Tâche 1: Reproduisez fidèlement le passage du texte sur l'esprit de parti qui commence à « Il en coûte » et se termine à « tant de bêtises. ».
Tâche 2: Poursuivez le texte sur l'esprit de parti en période électorale à partir de sa dernière phrase.

J’écris ces lignes en pleine période électorale. Les murs sont
barbouillés d’affiches de toutes les couleurs ou on s’en dit de toutes
les couleurs, sans jeu de mots. Qui n’a pas son parti – son programme –
sa profession de foi ? Qui n’est pas socialiste ou radical ou
progressiste ou libéral ou « proportionnaliste » – le dernier cri du
jour ? C’est la grande maladie du siècle, cette abnégation du moi. On
est d’une association, d’un syndicat, d’un parti ; on partage
l’opinion, les convictions, la règle de conduite d’autrui. On est le
mené, le suiveur, le disciple, l’esclave, jamais soi-même.
Il en coûte moins, c’est vrai. Appartenir à un parti, adopter le
programme d’un autre, se régler sur une ligne de conduite collective,
cela évite de penser, de réfléchir, de se créer des idées à soi. Cela
dispense de réagir par soi-même. C’est le triomphe de la fameuse
théorie du « moindre effort », pour l’amour de laquelle on a dit et
fait tant de bêtises.
Certains appellent cela vivre. C’est vrai, le mollusque vit,
l’invertébré vit ; le plagiaire, le copiste, le radoteur vivent ; le
mouton de Panurge, le faux frère, le médisant, et le cancanier vivent.

Enregistrements de données:
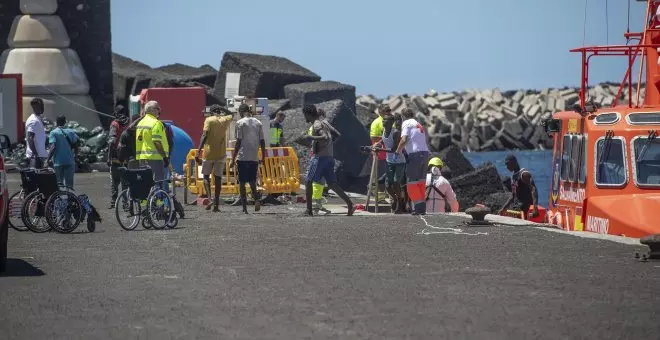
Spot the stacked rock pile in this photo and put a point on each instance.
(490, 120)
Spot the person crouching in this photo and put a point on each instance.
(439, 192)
* * *
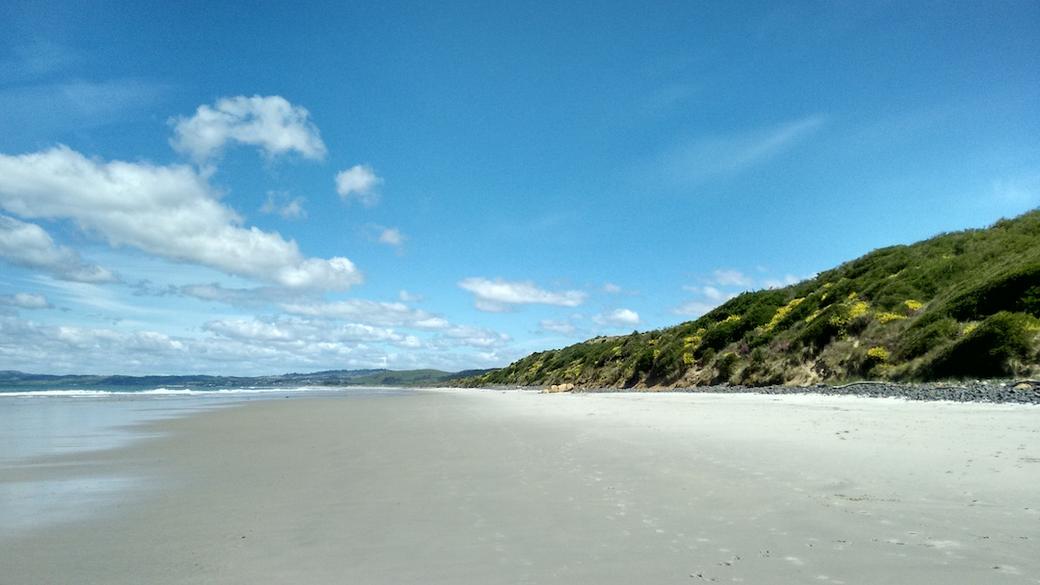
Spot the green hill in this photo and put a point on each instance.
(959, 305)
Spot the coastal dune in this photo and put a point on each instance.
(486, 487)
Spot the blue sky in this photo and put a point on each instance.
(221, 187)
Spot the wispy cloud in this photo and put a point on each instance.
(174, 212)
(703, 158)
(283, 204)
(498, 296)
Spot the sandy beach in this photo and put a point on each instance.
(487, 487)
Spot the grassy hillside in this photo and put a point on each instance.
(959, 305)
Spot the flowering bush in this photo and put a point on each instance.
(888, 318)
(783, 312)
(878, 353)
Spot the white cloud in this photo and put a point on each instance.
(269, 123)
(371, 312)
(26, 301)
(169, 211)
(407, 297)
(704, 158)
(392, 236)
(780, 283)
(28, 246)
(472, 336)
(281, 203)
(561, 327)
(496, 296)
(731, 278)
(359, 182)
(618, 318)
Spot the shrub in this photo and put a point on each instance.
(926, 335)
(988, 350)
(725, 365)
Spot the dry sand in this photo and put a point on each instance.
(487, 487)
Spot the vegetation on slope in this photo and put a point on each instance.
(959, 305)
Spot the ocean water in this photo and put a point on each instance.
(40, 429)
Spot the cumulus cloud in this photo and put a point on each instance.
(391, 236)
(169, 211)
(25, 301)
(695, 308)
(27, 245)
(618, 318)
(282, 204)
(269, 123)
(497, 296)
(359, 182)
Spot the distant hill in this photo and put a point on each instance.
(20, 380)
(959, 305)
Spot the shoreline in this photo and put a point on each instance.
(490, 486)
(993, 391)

Réponse finale 1:
Il en coûte moins, c’est vrai. Appartenir à un parti, adopter le
programme d’un autre, se régler sur une ligne de conduite collective,
cela évite de penser, de réfléchir, de se créer des idées à soi. Cela
dispense de réagir par soi-même. C’est le triomphe de la fameuse
théorie du « moindre effort », pour l’amour de laquelle on a dit et
fait tant de bêtises.

Réponse finale 2:
Laissons-les et songeons, nous, non seulement à vivre, mais encore à
nous « sentir vivre ».
II.
Se sentir vivre ce n’est pas seulement avoir conscience qu’on accomplit
régulièrement les fonctions conservatrices de l’individu et, si l’on
veut, de l’espèce. Se sentir vivre ce n’est pas non plus accomplir les
gestes de sa vie selon un tracé bien délimité, d’accord avec les
déductions d’un livre savant écrit par quelque auteur ne connaissant de
la vie que les cornues, les creusets et les équations. Se sentir vivre
ce n’est certes pas se contenir dans les allées bien sablées d’un
jardin public quand vous appellent les sentiers capricieux des
sous-bois sauvages. Se sentir vivre, c’est vibrer, tressaillir,
frissonner aux parfums des fleurs, aux chants des oiseaux, aux bruits
des vagues, aux hurlements du vent, au silence de la solitude, à la
voix fiévreuse des foules. Se sentir vivre, c’est être sensible à la
mélopée plaintive du pâtre comme aux harmonies des grands opéras, aux
rayonnements d’un poème comme aux voluptés de l’amour.
Se sentir vivre, c’est rendre palpitants ceux des détails de sa vie qui
en valent la peine : faire de celui-là une expérience passagère et de
celui-ci une expérience qui réussisse. Tout cela sans contrainte, sans
programme imposé à l’avance, selon son tempérament, son état d’être du
moment, sa conception de la vie.
III.
On peut se prétendre anarchiste et végéter. On peut refléter
l’anarchisme de son journal, de son écrivain préféré, de son groupe. On
peut s’affirmer original et n’être au fond un hors texte ou un en
dehors qu’à la deuxième ou troisième puissance.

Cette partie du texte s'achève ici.